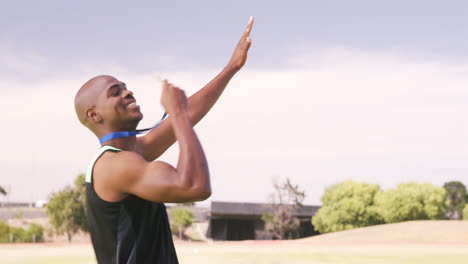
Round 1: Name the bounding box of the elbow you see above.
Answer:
[194,186,211,202]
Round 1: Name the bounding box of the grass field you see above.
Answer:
[0,242,468,264]
[0,221,468,264]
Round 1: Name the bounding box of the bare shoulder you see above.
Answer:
[95,151,148,187]
[93,151,147,202]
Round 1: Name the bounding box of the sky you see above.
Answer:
[0,0,468,205]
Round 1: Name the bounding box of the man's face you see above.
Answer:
[96,76,143,130]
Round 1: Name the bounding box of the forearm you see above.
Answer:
[188,65,238,125]
[172,113,211,197]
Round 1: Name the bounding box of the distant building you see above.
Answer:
[207,202,320,240]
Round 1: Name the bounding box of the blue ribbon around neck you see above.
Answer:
[99,113,167,145]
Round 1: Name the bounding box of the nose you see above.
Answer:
[124,90,133,98]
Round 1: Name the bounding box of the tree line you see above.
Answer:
[312,180,468,233]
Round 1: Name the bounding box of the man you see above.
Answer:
[75,18,253,263]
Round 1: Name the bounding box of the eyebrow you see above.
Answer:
[106,82,127,95]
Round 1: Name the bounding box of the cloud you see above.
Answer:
[0,49,468,203]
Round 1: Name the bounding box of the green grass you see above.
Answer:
[0,242,468,264]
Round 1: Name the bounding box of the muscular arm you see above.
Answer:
[108,83,211,203]
[138,18,253,161]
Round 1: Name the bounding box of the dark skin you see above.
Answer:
[75,19,253,203]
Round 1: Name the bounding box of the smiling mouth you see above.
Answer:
[125,101,140,109]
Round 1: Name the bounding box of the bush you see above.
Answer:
[0,221,44,243]
[375,182,447,223]
[26,223,44,242]
[312,180,383,233]
[0,221,10,243]
[463,203,468,220]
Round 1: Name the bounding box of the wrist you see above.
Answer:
[223,63,242,76]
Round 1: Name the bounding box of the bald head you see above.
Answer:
[75,75,117,129]
[75,75,143,137]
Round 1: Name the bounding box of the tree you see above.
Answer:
[0,186,7,195]
[46,174,87,241]
[170,207,193,239]
[375,182,447,223]
[463,204,468,220]
[444,181,467,219]
[312,180,383,233]
[262,178,305,239]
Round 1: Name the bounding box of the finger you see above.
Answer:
[161,79,168,89]
[245,16,254,36]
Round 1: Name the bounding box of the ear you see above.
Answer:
[86,106,102,123]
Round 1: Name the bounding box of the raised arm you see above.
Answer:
[108,81,211,203]
[138,17,254,161]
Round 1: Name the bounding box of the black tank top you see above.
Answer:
[86,146,178,264]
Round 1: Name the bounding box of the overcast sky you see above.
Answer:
[0,1,468,204]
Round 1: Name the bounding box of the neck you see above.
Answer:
[102,136,137,151]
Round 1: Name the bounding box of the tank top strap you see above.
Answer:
[85,146,122,183]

┄┄┄┄┄┄┄┄┄┄

**WHAT TO DO:** Render every line of the items above as a Markdown table with two columns, "Number" for the row number and "Line" for the line itself, skipping blank lines. Leave the pictures out.

**EXERCISE ANSWER:**
| Number | Line |
|---|---|
| 1 | Round 1: Name the bounding box of the elbow you see above. |
| 2 | Answer: |
| 3 | [194,186,211,202] |
| 4 | Round 1: Name the bounding box of the grass field you see above. |
| 5 | Answer: |
| 6 | [0,242,468,264] |
| 7 | [0,221,468,264] |
| 8 | Round 1: Name the bounding box of the bare shoulder you see above. |
| 9 | Answer: |
| 10 | [95,151,148,187] |
| 11 | [93,151,147,202] |
| 12 | Round 1: Name the bounding box of the sky you see above. |
| 13 | Answer: |
| 14 | [0,0,468,205] |
| 15 | Round 1: Name the bounding box of the man's face you see above. |
| 16 | Answer: |
| 17 | [96,76,143,130] |
| 18 | Round 1: Name the bounding box of the forearm you see above. |
| 19 | Answer: |
| 20 | [188,65,238,125] |
| 21 | [172,113,211,197] |
| 22 | Round 1: Name the bounding box of the distant building you see above. |
| 23 | Answer: |
| 24 | [207,202,320,240] |
| 25 | Round 1: Name the bounding box of the blue ribbon around neck you see above. |
| 26 | Answer: |
| 27 | [99,113,167,145] |
| 28 | Round 1: Name the bounding box of the nose you see above. |
| 29 | Answer: |
| 30 | [124,90,133,98] |
| 31 | Round 1: Name the bounding box of the tree line you see above. |
| 32 | Answer: |
| 33 | [312,180,468,233] |
| 34 | Round 1: Name the bounding box of the man you see above. |
| 35 | Answer: |
| 36 | [75,18,253,263] |
| 37 | Round 1: Name the bounding box of the eyebrow you see above. |
| 38 | Answer: |
| 39 | [106,82,127,95] |
| 40 | Round 1: Name the bounding box of the cloud you see above. |
| 41 | Answer: |
| 42 | [0,49,468,203] |
| 43 | Round 1: Name the bounding box of the green grass you see above. |
| 44 | Answer: |
| 45 | [0,242,468,264] |
| 46 | Round 1: Name the bounding box of the muscular arm you see above. |
| 47 | Answer: |
| 48 | [108,83,211,203] |
| 49 | [138,18,253,161] |
| 50 | Round 1: Name the bounding box of the dark skin you see above. |
| 51 | Answer: |
| 52 | [75,19,253,203] |
| 53 | Round 1: Name the bounding box of the smiling mouth you see above. |
| 54 | Answer: |
| 55 | [125,101,140,109] |
| 56 | Round 1: Name the bounding box of the bush you see above. |
| 57 | Answer: |
| 58 | [0,221,44,243] |
| 59 | [375,182,447,223] |
| 60 | [26,223,44,242] |
| 61 | [312,180,383,233] |
| 62 | [0,221,10,243] |
| 63 | [463,203,468,220] |
| 64 | Round 1: Name the bounding box of the wrist you see above. |
| 65 | Answer: |
| 66 | [223,63,242,76] |
| 67 | Round 1: Name the bounding box of the bald head you see above. |
| 68 | Answer: |
| 69 | [75,75,117,129] |
| 70 | [75,75,143,137] |
| 71 | Round 1: Name the bounding box of the tree you see above. |
| 72 | Answer: |
| 73 | [0,186,7,195] |
| 74 | [46,174,87,241] |
| 75 | [170,207,193,239] |
| 76 | [375,182,447,223] |
| 77 | [463,204,468,220] |
| 78 | [444,181,467,219] |
| 79 | [312,180,383,233] |
| 80 | [262,178,305,239] |
| 81 | Round 1: Name the bounding box of the finger you see above. |
| 82 | Answer: |
| 83 | [161,79,168,89] |
| 84 | [245,16,254,36] |
| 85 | Round 1: Name the bounding box of the ear you see above. |
| 86 | Answer: |
| 87 | [86,106,102,123] |
| 88 | Round 1: Name the bounding box of the raised arm you see above. |
| 89 | Answer: |
| 90 | [108,81,211,203] |
| 91 | [138,17,254,161] |
| 92 | Round 1: Name the bounding box of the black tank top you see above. |
| 93 | Answer: |
| 94 | [86,146,178,264] |
| 95 | Round 1: Name the bounding box of the overcast sky you see above. |
| 96 | Answer: |
| 97 | [0,1,468,204] |
| 98 | Round 1: Name the bounding box of the neck you see above. |
| 99 | Answer: |
| 100 | [102,136,137,151] |
| 101 | Round 1: Name the bounding box of the tank top strap you see above. |
| 102 | Answer: |
| 103 | [85,146,122,183] |